» **Exercise prompt**: Print the lines of the listing below verbatim from its first line through the line bearing "positive clicks: (421, 228) (422, 289)". Any pictures are to be omitted.

» **Exercise input**:
= = = = = = =
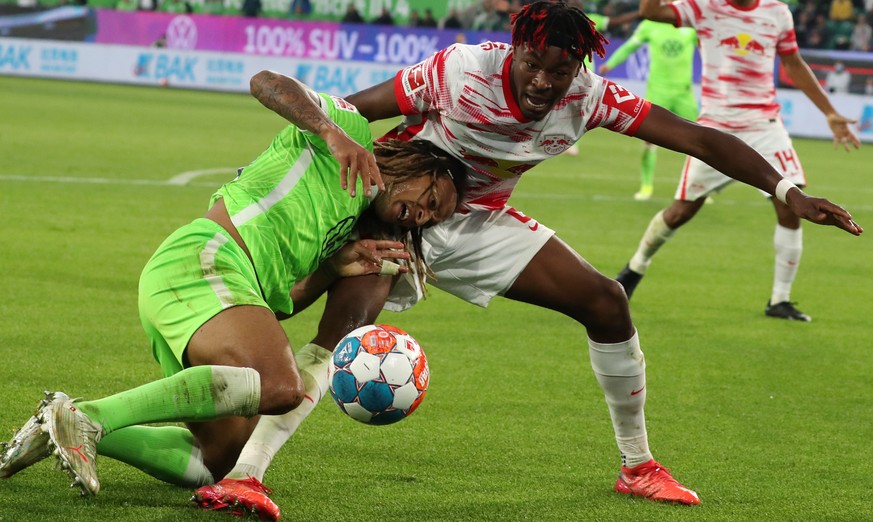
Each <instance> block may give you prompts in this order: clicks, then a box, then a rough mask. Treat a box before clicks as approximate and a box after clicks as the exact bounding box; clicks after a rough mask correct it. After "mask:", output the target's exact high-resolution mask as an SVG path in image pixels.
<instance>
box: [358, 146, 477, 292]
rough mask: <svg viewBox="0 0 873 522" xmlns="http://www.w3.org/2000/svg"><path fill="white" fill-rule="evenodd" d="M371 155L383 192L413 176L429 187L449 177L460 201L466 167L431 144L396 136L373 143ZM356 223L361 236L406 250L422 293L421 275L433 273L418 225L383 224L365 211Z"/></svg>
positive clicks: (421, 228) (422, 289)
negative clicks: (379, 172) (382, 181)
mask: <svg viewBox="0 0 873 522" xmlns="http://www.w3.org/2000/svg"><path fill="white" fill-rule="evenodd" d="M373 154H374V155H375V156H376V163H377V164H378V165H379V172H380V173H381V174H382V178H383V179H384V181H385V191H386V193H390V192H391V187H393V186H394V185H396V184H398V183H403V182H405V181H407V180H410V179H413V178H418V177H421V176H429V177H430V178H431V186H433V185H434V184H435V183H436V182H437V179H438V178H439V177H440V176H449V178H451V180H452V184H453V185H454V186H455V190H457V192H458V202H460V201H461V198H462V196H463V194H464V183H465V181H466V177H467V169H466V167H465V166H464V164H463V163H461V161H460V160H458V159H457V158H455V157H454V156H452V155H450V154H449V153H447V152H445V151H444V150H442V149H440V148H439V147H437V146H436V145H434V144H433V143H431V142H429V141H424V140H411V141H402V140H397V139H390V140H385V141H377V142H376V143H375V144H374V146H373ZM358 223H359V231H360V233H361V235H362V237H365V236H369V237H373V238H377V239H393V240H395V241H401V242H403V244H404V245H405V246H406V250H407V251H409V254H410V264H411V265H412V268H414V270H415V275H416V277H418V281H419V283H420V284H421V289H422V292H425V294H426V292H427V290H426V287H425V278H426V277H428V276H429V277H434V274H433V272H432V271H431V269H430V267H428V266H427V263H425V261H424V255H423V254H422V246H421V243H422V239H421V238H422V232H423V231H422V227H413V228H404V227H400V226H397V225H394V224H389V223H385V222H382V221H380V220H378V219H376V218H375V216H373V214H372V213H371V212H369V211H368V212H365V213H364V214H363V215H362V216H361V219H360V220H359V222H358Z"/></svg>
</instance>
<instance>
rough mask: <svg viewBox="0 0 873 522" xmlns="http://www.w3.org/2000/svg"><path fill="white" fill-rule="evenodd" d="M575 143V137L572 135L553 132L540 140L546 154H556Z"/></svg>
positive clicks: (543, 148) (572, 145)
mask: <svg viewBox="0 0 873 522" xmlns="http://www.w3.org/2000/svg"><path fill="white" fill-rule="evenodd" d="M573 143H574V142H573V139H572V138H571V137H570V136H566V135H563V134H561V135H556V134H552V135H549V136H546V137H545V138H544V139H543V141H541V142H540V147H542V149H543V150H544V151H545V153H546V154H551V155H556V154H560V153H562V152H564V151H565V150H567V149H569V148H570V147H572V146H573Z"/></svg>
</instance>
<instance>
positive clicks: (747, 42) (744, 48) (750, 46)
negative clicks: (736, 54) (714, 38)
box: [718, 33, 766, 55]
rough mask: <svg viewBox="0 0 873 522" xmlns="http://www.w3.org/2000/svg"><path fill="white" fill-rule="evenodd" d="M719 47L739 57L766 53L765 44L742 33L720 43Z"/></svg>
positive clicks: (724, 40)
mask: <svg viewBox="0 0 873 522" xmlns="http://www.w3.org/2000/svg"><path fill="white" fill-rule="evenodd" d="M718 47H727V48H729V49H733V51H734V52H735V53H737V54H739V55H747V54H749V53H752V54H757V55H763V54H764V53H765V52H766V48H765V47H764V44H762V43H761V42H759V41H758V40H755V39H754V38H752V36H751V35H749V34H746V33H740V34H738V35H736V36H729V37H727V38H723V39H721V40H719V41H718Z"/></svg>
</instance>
= = = = = = =
» **Exercise solution**:
Each <instance> block may give you prompts in this order: clicks, then a box, then a rough mask. Treat a box before clicks as approximate and a box after clicks as the exact bounding box; clicks after a rough mask correct it. After "mask:", output the target's exact high-resolution mask as an SVG path in image pixels.
<instance>
box: [358, 146, 477, 292]
rough mask: <svg viewBox="0 0 873 522" xmlns="http://www.w3.org/2000/svg"><path fill="white" fill-rule="evenodd" d="M371 155L383 192L413 176L429 187L449 177L460 201L466 167L431 144L396 136L373 143ZM356 223L361 236L406 250L422 293L421 275L433 273L418 225L383 224L365 211Z"/></svg>
positive clicks: (421, 228) (422, 289)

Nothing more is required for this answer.